What is required — Reproduce every item below with "dropping a point" replaced by "placing a marker" and nothing else altered.

Record extracts —
• • • • • • •
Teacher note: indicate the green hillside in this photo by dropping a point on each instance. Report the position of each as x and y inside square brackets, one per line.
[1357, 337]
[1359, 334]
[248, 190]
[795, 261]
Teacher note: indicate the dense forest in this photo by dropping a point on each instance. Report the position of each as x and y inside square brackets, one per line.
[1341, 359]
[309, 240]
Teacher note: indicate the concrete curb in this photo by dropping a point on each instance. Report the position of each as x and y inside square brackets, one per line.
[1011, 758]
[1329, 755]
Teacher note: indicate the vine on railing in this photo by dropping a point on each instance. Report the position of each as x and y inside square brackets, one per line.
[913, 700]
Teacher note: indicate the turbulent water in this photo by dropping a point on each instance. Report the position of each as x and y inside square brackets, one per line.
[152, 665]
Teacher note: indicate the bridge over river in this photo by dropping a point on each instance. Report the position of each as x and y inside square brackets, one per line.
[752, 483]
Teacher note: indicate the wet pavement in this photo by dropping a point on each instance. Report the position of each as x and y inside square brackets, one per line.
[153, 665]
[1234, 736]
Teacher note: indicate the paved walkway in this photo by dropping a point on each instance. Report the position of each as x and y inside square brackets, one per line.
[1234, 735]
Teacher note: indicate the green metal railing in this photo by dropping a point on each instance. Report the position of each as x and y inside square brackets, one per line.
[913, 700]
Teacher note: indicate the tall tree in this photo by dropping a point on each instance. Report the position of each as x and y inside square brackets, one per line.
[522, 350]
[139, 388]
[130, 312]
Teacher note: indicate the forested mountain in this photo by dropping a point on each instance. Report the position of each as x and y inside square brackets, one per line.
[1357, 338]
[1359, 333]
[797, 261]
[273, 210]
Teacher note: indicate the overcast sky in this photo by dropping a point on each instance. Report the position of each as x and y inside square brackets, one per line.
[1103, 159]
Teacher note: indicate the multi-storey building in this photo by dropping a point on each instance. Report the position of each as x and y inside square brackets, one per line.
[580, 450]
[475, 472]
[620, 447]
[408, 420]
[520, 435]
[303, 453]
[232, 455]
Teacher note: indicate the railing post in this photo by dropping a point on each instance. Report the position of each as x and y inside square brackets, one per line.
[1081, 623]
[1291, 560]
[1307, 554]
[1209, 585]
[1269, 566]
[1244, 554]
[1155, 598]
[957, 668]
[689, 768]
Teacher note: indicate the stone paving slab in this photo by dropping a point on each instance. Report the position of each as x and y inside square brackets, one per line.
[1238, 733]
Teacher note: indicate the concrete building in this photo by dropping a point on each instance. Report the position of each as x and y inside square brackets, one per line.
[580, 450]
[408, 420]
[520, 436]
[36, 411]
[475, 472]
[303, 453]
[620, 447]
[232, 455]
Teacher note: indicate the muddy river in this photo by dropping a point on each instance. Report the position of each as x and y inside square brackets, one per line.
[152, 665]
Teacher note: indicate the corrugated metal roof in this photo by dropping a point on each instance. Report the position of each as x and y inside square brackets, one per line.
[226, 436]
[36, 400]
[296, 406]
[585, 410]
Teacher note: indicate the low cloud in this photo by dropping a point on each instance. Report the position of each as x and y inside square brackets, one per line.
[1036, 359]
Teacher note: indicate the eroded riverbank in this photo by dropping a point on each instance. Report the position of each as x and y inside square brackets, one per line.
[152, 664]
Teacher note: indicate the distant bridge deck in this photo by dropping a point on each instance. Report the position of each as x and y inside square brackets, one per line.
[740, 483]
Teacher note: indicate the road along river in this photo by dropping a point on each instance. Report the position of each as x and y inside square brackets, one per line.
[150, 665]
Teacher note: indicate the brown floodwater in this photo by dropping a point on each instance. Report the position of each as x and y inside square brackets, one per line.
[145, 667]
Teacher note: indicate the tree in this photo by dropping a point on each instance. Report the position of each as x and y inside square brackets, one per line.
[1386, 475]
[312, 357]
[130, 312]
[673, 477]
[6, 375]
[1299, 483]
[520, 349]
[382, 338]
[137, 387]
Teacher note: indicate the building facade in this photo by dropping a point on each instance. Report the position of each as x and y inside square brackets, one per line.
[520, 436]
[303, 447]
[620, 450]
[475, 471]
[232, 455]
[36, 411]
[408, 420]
• • • • • • •
Written reply —
Teacher note: indicate the green hillside in this photo by placing a marker on each instance. Report the position of each as x and y inside square brackets, one per line.
[1357, 337]
[1359, 334]
[248, 190]
[795, 261]
Teacher note: indicate the dense forest in this photo by placing a marker on each instance. Report the position of each as x and y inside square brackets, one per line.
[1341, 359]
[309, 240]
Teacher note: indicate the concrete curb in this photo by placing a marker on each instance. Report the position of each as x and y inside square brackets, one per line.
[1011, 758]
[1329, 755]
Teacher note: indicate the vine on railing in this photo by placing a marker on each instance. Report the position of each as x and y inside square brackets, one per line.
[913, 700]
Teacher note: indicate the turbulent water in this photo by placing a marker on each instance. Report the position of each as x and y inside square brackets, one per line.
[152, 665]
Teacher note: indicate the bridge over river in this photo by placing a marker on each instance. Report the position of each as x and y inside square brackets, one per line.
[752, 483]
Teacher note: indicate the wet pavement in this photo by placing a marker on each instance. Report the position of each as x and y inside square brackets, one per line.
[153, 665]
[1234, 736]
Teacher note: indicate the paved walkway in this photo by placing a marker on each instance. Report the position of each as x and y inside square brackets, one per line.
[1234, 735]
Teacher note: indicate the green metal railing in this photo by placing a marker on each instance. Report the position of each as x and y inside square brackets, one per line.
[913, 700]
Teacher note: indicate the tall tree in this photo by placing a marker on each instance. Report the position of each as x and y inside square brackets, one per line.
[522, 350]
[139, 388]
[130, 312]
Teacher note: indicate the forested mountain in this photo by placing a marker on each instance. Report the position of each as x and y inside square brackets, one per line.
[1357, 338]
[1359, 333]
[797, 261]
[273, 210]
Teacher note: indicate the overcast sky in this photo by placing a marker on each instance. Report the position of each as x and y inside square brackets, one per line.
[1103, 159]
Teacher note: indicate the multi-storey building in this photo by placing a marker on each instance. Report the position of each as x and y inside square brackets, one per line.
[580, 450]
[475, 472]
[620, 447]
[408, 420]
[520, 435]
[303, 453]
[232, 455]
Teacher note: indicate the railing post in this photo by placing a marker on each instance. Report the position of each as x and y inside square brackets, one per line.
[1081, 623]
[1291, 560]
[1307, 554]
[1209, 585]
[1269, 566]
[1244, 554]
[1155, 598]
[957, 668]
[689, 768]
Teacher note: indicate the stone paving slab in this photo by placing a marker on each instance. Report the position of each as x and y inside square brackets, one per line.
[1238, 733]
Teacher note: indicate the concrete building in this photo by placing a marker on each instance. Report the position of each as x and y inside square brackets, one per line.
[580, 450]
[408, 420]
[520, 436]
[36, 411]
[475, 472]
[303, 453]
[620, 447]
[232, 455]
Teacher note: indicate the muddy river in this photo by placing a marker on each instance. Report the position of each as x and y inside square brackets, one per line.
[152, 665]
Teacher note: indicate the corrugated metal roof in this photo by placing a marker on each instance. Report the position of each as x and y inside square brackets, one per line.
[226, 436]
[36, 400]
[296, 406]
[585, 410]
Teacher note: indicate the low cloud in this photo by placing a marker on each instance. Report the position of each as x and y inside square brackets, one per line.
[1036, 359]
Teacher note: indicate the eroded riverbank in this photo by placing a marker on each instance. Report the position of each as x and y inside square brackets, one per line.
[152, 664]
Teacher note: indicate the distant bridge deck in this photo by placing a marker on each instance. Report the position of each as x and y inside square brackets, one per line.
[740, 483]
Teacher note: indicate the road along river in this photo by placing a marker on each instance. Report the position of each as x and y inside square brackets, one per line.
[150, 665]
Teacher note: indicate the brown floodwater in this photo by placing a marker on each instance. Report the position of each as x and y inside square brackets, one per line.
[145, 667]
Teacher note: indicate the tree in this photo by placing a marker on each instance. Report the position of each as x and y inside square brackets, one per line.
[1386, 475]
[312, 357]
[130, 312]
[673, 477]
[6, 375]
[1299, 483]
[520, 349]
[382, 338]
[137, 387]
Teacher note: indicate the building facade in this photo by placing a marker on each instance. Report the position of each as x and y inside square brackets, one per line.
[520, 436]
[303, 447]
[620, 450]
[475, 471]
[232, 455]
[36, 411]
[408, 420]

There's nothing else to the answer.